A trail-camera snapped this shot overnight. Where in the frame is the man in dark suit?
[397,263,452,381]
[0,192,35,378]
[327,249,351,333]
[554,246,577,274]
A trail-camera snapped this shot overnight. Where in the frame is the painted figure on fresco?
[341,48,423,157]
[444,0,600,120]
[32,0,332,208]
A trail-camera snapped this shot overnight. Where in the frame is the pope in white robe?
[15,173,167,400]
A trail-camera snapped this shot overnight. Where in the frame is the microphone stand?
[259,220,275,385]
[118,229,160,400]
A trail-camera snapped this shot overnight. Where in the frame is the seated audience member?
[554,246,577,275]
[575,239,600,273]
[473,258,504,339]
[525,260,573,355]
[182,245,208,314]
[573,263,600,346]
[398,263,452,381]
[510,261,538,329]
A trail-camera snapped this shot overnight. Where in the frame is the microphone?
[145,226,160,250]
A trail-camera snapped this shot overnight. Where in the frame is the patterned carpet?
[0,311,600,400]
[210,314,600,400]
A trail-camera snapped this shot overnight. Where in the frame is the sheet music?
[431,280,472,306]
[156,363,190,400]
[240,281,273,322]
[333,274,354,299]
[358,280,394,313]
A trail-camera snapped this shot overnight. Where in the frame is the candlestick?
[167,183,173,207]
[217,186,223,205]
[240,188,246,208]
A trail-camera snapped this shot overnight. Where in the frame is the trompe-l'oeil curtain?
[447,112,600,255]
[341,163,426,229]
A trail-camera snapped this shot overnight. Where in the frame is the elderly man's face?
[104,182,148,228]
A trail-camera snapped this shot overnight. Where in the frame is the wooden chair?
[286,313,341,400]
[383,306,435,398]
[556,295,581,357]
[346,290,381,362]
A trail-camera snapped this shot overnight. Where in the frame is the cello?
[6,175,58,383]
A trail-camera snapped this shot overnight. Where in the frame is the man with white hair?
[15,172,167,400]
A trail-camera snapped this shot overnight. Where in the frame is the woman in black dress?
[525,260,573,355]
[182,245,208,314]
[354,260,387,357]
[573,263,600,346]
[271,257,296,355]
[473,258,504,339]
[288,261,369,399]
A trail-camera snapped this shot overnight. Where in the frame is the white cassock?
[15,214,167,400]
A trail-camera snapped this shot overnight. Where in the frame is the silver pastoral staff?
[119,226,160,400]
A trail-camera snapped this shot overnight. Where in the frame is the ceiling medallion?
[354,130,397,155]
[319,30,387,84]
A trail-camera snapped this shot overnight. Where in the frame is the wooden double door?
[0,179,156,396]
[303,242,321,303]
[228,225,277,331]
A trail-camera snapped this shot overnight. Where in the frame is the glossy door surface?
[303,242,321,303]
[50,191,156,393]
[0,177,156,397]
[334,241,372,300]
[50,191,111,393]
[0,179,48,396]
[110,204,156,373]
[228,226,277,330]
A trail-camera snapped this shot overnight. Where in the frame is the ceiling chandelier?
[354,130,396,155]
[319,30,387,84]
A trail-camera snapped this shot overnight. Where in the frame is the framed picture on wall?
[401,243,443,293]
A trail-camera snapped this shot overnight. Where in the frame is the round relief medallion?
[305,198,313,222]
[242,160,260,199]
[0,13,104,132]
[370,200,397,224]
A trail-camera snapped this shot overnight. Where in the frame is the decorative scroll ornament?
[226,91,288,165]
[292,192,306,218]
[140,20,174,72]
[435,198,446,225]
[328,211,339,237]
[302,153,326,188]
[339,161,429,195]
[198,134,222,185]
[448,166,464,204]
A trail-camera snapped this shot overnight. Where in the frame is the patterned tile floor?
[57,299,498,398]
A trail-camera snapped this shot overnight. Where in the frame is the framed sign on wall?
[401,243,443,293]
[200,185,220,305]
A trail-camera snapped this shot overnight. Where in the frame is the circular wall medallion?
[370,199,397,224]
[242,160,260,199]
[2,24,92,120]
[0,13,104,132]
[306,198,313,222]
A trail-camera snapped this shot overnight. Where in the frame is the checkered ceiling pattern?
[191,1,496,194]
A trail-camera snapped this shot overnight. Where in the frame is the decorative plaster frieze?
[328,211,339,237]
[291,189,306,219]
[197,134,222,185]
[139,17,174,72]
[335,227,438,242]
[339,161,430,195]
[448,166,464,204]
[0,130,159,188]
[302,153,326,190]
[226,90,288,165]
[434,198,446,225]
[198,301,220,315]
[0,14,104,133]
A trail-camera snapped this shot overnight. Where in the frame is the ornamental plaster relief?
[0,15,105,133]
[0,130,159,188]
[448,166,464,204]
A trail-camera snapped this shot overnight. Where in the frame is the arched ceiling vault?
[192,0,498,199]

·····

Request: Edit the entries from the line with "the ceiling chandelier?" up to and including the line with "[191,1,496,194]" so that "medallion" becomes "roundel", with everything else unchanged. Give only those lines.

Written reply:
A trail-camera snapped this shot overnight. Where in the frame is the ceiling chandelier?
[354,130,396,155]
[319,30,387,84]
A trail-camera snapped this shot overnight. Where in the frame is the framed picture on wall?
[401,243,443,293]
A trail-camera snapped this shot overnight. Where in the frame is the round relief roundel?
[305,198,313,222]
[242,160,260,199]
[0,13,104,132]
[370,200,397,224]
A trail-camera snapped this shot overnight. Where in the frame is the decorative scroll ornament?
[226,91,288,165]
[292,192,306,218]
[140,20,174,72]
[435,198,446,225]
[328,211,339,237]
[302,153,326,188]
[339,161,429,195]
[198,134,222,185]
[448,166,464,204]
A trail-camera snapped this shot overnight. Where in the frame is the patterned tile floor?
[57,299,498,398]
A trail-camera snapped this shot overnight. Where in the frame is the framed sign on wall?
[401,243,443,293]
[200,185,220,305]
A trail-camera snapped this shot overnight. Where in the frame is the circular wall roundel?
[370,199,397,224]
[242,160,260,199]
[2,24,92,120]
[0,13,104,132]
[306,198,313,222]
A trail-camera snapped this shot overnight. Where in the frame is the checkered ceiling pattern?
[191,1,496,194]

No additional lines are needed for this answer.